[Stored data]
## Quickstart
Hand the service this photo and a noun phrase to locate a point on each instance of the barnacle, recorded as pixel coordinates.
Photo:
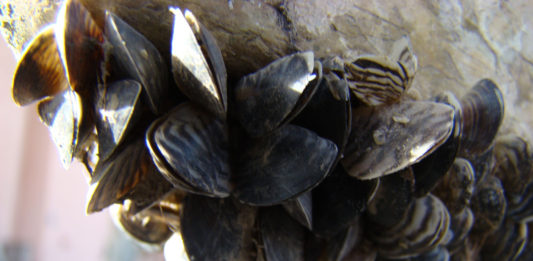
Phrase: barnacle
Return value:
(304, 159)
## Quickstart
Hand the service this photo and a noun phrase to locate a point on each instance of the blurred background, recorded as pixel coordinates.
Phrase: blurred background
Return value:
(42, 205)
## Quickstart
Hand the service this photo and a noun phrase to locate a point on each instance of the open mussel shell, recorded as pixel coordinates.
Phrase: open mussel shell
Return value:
(514, 166)
(283, 237)
(130, 174)
(39, 73)
(116, 106)
(489, 205)
(139, 58)
(377, 80)
(328, 113)
(456, 188)
(506, 243)
(80, 43)
(190, 147)
(483, 111)
(338, 202)
(191, 66)
(301, 209)
(62, 114)
(386, 139)
(217, 229)
(282, 165)
(424, 227)
(274, 95)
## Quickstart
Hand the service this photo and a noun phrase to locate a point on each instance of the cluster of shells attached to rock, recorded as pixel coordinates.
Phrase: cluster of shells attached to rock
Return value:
(304, 159)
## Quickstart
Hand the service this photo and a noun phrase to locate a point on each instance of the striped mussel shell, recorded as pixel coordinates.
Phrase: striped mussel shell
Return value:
(388, 138)
(424, 226)
(377, 80)
(483, 111)
(506, 243)
(455, 189)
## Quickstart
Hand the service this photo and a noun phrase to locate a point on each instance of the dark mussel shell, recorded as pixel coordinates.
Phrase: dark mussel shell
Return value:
(338, 202)
(283, 238)
(456, 188)
(197, 64)
(301, 209)
(506, 243)
(282, 165)
(216, 229)
(424, 227)
(190, 147)
(128, 174)
(483, 111)
(274, 95)
(139, 58)
(386, 139)
(39, 73)
(118, 109)
(62, 114)
(328, 113)
(377, 80)
(514, 166)
(489, 205)
(80, 43)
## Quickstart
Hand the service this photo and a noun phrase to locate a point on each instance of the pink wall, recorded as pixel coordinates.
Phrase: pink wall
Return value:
(42, 205)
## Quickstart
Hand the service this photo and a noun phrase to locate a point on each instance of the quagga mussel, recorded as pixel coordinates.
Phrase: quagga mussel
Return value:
(306, 159)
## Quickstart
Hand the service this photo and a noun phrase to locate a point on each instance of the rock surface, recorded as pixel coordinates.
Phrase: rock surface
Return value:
(457, 42)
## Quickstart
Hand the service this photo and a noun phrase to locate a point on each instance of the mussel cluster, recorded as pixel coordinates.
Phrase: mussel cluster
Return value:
(305, 159)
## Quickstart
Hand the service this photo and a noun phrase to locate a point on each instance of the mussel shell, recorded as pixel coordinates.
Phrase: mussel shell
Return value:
(301, 209)
(328, 113)
(282, 165)
(456, 188)
(143, 226)
(139, 58)
(191, 69)
(283, 237)
(39, 73)
(377, 80)
(386, 139)
(338, 202)
(116, 106)
(506, 243)
(268, 98)
(80, 43)
(216, 229)
(483, 111)
(130, 173)
(514, 166)
(190, 147)
(62, 114)
(424, 227)
(489, 205)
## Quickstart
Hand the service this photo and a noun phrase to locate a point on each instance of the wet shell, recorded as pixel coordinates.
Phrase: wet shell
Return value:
(283, 238)
(191, 67)
(424, 227)
(117, 109)
(190, 147)
(272, 96)
(456, 188)
(282, 165)
(216, 229)
(140, 60)
(386, 139)
(62, 114)
(483, 111)
(39, 73)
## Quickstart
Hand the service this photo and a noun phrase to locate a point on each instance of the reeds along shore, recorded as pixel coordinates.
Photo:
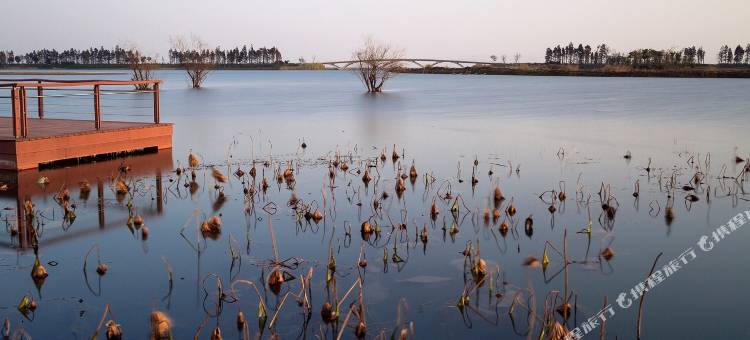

• The problem:
Only an exact copy of the lines from the top of the entries through the line with "Phrase: open mussel shell", both included, should be given, with all pictures omitted.

• Answer for this exercise:
## Quickstart
Hand the service this photo and a noun phrase to locate a point on each instance of the barnacle, recorded as pixel coordinates.
Photo:
Phrase: barnacle
Return value:
(304, 159)
## Quickstart
Hand the service this photo and a noun phrase to locate a point on each instance of the blurred background, recorded as pixel coordinates.
Phrase: blurred background
Return value:
(42, 205)
## Quickstart
Hand the service this photo and a noun phrase to locate a point on each instance of the open mussel shell, recorded as pixel coordinates.
Phrase: open mussel shell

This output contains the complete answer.